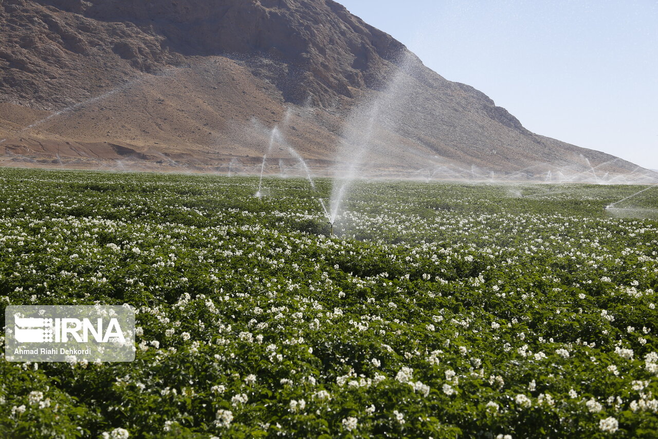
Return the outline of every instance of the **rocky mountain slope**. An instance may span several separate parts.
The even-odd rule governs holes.
[[[4,0],[0,35],[5,164],[249,172],[278,126],[268,171],[299,167],[288,144],[321,175],[365,117],[371,173],[638,172],[530,132],[332,0]]]

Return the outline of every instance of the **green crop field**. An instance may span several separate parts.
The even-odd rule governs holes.
[[[363,182],[330,236],[258,184],[0,169],[0,310],[138,313],[132,363],[3,359],[0,437],[656,437],[642,187]]]

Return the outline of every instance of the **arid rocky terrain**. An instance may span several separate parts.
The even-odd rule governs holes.
[[[0,35],[5,165],[255,172],[278,126],[323,175],[369,119],[373,175],[644,172],[530,132],[331,0],[4,0]],[[294,173],[280,143],[268,172]]]

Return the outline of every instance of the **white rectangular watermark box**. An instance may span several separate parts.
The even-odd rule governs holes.
[[[128,305],[8,305],[8,361],[132,361],[135,308]]]

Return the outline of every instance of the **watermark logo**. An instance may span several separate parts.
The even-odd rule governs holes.
[[[135,310],[124,306],[9,305],[9,361],[132,361]]]

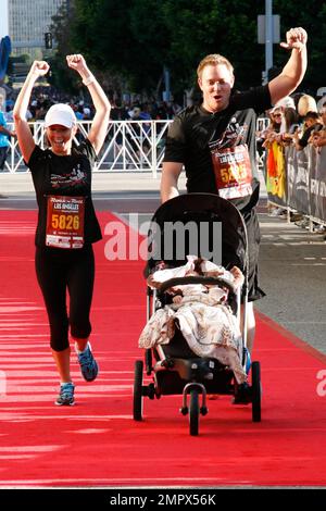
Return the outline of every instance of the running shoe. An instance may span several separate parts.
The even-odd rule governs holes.
[[[73,383],[62,384],[55,404],[58,404],[58,407],[72,407],[75,404],[74,390],[75,385]]]
[[[92,356],[89,342],[85,350],[77,353],[77,356],[84,379],[92,382],[98,375],[99,366]]]

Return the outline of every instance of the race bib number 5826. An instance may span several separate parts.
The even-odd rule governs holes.
[[[46,245],[57,248],[84,246],[85,197],[47,198]]]

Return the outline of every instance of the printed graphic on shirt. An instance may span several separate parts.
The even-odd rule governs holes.
[[[240,125],[233,117],[222,136],[210,142],[215,183],[224,199],[239,199],[252,194],[247,132],[248,125]]]
[[[87,174],[80,169],[80,163],[70,174],[51,174],[52,188],[71,188],[87,184]]]
[[[84,246],[85,197],[48,196],[46,245],[57,248]]]

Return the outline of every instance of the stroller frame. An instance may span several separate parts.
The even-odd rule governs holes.
[[[242,366],[247,369],[250,366],[251,372],[251,385],[242,384],[239,385],[233,371],[223,365],[218,360],[213,358],[200,358],[196,356],[190,348],[186,346],[186,341],[180,333],[176,333],[176,336],[171,340],[164,348],[161,345],[155,346],[152,349],[145,350],[145,365],[146,374],[153,376],[153,382],[148,385],[142,385],[143,379],[143,361],[137,360],[135,362],[135,378],[134,378],[134,402],[133,402],[133,415],[135,421],[142,421],[142,408],[143,397],[149,399],[160,398],[164,395],[181,395],[183,402],[180,412],[184,415],[189,414],[189,433],[192,436],[199,434],[199,417],[208,413],[206,407],[206,395],[208,394],[220,394],[234,396],[235,402],[239,397],[244,396],[247,402],[251,402],[252,407],[252,421],[261,421],[261,376],[260,376],[260,362],[254,361],[250,363],[249,353],[247,350],[247,304],[248,304],[248,241],[247,241],[247,228],[244,221],[240,212],[229,201],[220,198],[218,196],[211,194],[187,194],[185,196],[178,196],[174,199],[162,204],[154,213],[152,224],[159,224],[162,219],[165,219],[165,212],[167,217],[173,214],[174,210],[177,210],[177,216],[184,214],[192,214],[192,209],[200,211],[200,203],[203,202],[205,211],[210,214],[214,211],[214,208],[218,210],[217,217],[220,221],[225,217],[231,216],[231,222],[236,223],[237,229],[240,230],[242,240],[239,246],[235,244],[238,250],[235,256],[233,263],[236,263],[241,267],[244,275],[244,283],[240,289],[237,289],[235,297],[235,309],[237,313],[237,320],[239,327],[242,332]],[[224,219],[223,219],[224,217]],[[216,219],[213,219],[213,222]],[[151,224],[151,225],[152,225]],[[151,227],[149,230],[149,239],[153,239],[150,236]],[[163,232],[164,236],[164,232]],[[227,247],[229,249],[229,247]],[[233,252],[231,247],[230,252]],[[200,254],[198,253],[200,257]],[[160,259],[160,258],[159,258]],[[151,261],[149,261],[147,272],[158,261],[155,254]],[[179,264],[176,264],[179,265]],[[233,264],[235,265],[235,264]],[[229,283],[216,277],[201,277],[201,276],[187,276],[173,278],[164,282],[161,285],[160,291],[152,289],[148,286],[147,288],[147,321],[158,310],[158,303],[162,300],[164,291],[170,287],[177,284],[220,284],[227,286],[233,292],[234,290],[229,286]],[[241,313],[241,296],[243,299],[243,308]],[[186,353],[183,356],[183,353]],[[156,360],[153,365],[153,358]],[[189,396],[189,400],[188,400]],[[201,397],[201,399],[200,399]],[[189,402],[188,402],[189,401]]]

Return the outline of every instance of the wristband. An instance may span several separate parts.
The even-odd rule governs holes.
[[[95,82],[95,77],[92,75],[87,76],[87,78],[83,78],[83,84],[86,87]]]

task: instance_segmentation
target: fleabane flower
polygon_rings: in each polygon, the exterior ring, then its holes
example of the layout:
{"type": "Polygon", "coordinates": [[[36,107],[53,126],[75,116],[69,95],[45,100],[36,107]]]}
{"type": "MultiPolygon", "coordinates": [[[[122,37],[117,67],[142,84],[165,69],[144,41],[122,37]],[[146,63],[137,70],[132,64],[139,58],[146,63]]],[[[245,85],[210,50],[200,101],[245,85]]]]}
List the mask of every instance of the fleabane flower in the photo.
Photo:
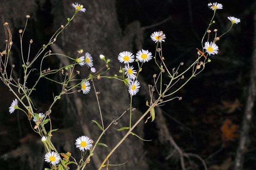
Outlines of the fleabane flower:
{"type": "Polygon", "coordinates": [[[81,83],[81,90],[83,91],[83,93],[84,94],[87,94],[90,92],[90,82],[88,81],[87,81],[85,82],[84,82],[84,79],[82,80],[82,82],[81,83]]]}
{"type": "Polygon", "coordinates": [[[83,8],[84,6],[82,5],[79,4],[78,3],[72,3],[72,6],[75,8],[76,10],[80,11],[80,12],[85,12],[86,10],[85,8],[83,8]]]}
{"type": "Polygon", "coordinates": [[[92,140],[87,136],[82,136],[76,139],[76,147],[79,148],[80,150],[83,152],[84,150],[90,150],[93,146],[92,144],[92,140]]]}
{"type": "Polygon", "coordinates": [[[9,108],[9,112],[10,113],[12,113],[14,112],[14,110],[18,108],[19,108],[18,106],[18,100],[15,99],[15,100],[12,100],[11,106],[9,108]]]}
{"type": "Polygon", "coordinates": [[[129,89],[128,91],[130,95],[134,96],[139,91],[139,89],[140,87],[140,82],[138,80],[133,81],[128,86],[129,89]]]}
{"type": "Polygon", "coordinates": [[[240,19],[236,18],[236,17],[227,17],[227,19],[228,19],[230,21],[231,21],[231,23],[232,23],[232,24],[237,24],[238,23],[239,23],[240,22],[240,19]]]}
{"type": "Polygon", "coordinates": [[[164,39],[166,38],[165,34],[163,33],[163,31],[155,31],[150,36],[151,39],[155,42],[155,43],[157,43],[159,42],[162,42],[162,41],[164,42],[164,39]]]}
{"type": "Polygon", "coordinates": [[[125,71],[125,74],[127,76],[127,77],[131,79],[132,80],[134,80],[136,78],[136,76],[135,76],[134,74],[136,74],[137,73],[137,72],[135,71],[135,70],[134,70],[134,67],[132,65],[130,66],[129,64],[127,65],[125,65],[124,69],[125,71]]]}
{"type": "Polygon", "coordinates": [[[85,64],[85,63],[84,62],[84,56],[80,57],[76,59],[76,61],[82,67],[85,64]]]}
{"type": "Polygon", "coordinates": [[[84,59],[84,62],[85,64],[87,65],[87,66],[89,68],[93,67],[93,57],[89,53],[85,53],[85,59],[84,59]]]}
{"type": "Polygon", "coordinates": [[[152,53],[148,52],[148,50],[144,50],[143,49],[136,54],[136,58],[141,62],[147,62],[151,60],[152,57],[152,53]]]}
{"type": "Polygon", "coordinates": [[[125,64],[131,63],[134,61],[134,56],[129,51],[123,51],[119,53],[118,60],[120,62],[125,64]]]}
{"type": "Polygon", "coordinates": [[[222,7],[223,7],[223,6],[222,6],[222,4],[217,3],[209,3],[208,6],[210,8],[213,10],[215,9],[222,9],[222,7]]]}
{"type": "Polygon", "coordinates": [[[211,42],[209,43],[208,41],[204,43],[204,48],[206,50],[206,52],[209,55],[211,55],[211,54],[217,54],[218,50],[218,47],[215,42],[211,42]]]}
{"type": "Polygon", "coordinates": [[[38,113],[38,120],[37,118],[35,117],[35,119],[33,119],[33,121],[35,122],[41,122],[44,116],[45,116],[45,114],[43,113],[38,113]]]}
{"type": "Polygon", "coordinates": [[[58,164],[61,159],[60,156],[54,151],[47,152],[44,156],[45,161],[53,165],[58,164]]]}

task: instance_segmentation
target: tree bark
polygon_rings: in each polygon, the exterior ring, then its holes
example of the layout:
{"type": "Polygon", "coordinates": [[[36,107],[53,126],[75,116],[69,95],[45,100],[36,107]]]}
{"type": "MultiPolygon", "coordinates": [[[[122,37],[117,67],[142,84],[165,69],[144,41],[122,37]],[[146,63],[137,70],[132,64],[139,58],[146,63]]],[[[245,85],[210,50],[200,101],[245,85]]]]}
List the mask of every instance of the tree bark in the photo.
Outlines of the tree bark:
{"type": "MultiPolygon", "coordinates": [[[[256,12],[256,11],[255,11],[256,12]]],[[[254,106],[256,91],[256,12],[254,14],[254,35],[252,68],[250,74],[248,97],[246,102],[241,131],[240,133],[239,147],[235,160],[234,170],[242,170],[244,162],[245,155],[250,141],[249,131],[252,118],[253,116],[253,109],[254,106]]]]}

● **Task details**:
Output everything from the start of the listing down to and including the line that contains "[[[128,305],[8,305],[8,361],[132,361],[135,308]]]" as a JSON list of strings, one string per line, with blank lines omitted and the pictures left out.

● **Exercise result**:
[
  "Return the outline of every instance of the **rocky mountain slope**. An instance may span several separate parts.",
  "The even-odd rule governs holes.",
  "[[[4,0],[0,35],[5,164],[249,172],[278,126],[268,171],[299,167],[288,144],[321,175],[365,117],[371,173],[638,172],[530,132],[332,0]]]",
  "Return the outline of every instance of the **green crop field**. An instance may span several separate parts.",
  "The even-odd rule governs holes.",
  "[[[363,182],[330,236],[258,184],[0,169],[0,310],[138,313],[132,363],[3,359],[0,437],[656,437],[642,187]]]",
  "Return the outline of every instance of the **arid rocky terrain**. An instance may span several separate parts.",
  "The even-odd rule governs holes.",
  "[[[0,35],[5,165],[255,172],[278,126],[323,175],[369,119],[373,175],[644,172],[530,132],[331,0],[4,0]],[[294,173],[280,143],[268,172]]]",
  "Return the outline of every instance of the **white rectangular watermark box**. An instance may span several separate parts.",
  "The even-odd rule governs holes.",
  "[[[128,305],[8,305],[8,361],[132,361],[135,308]]]"
]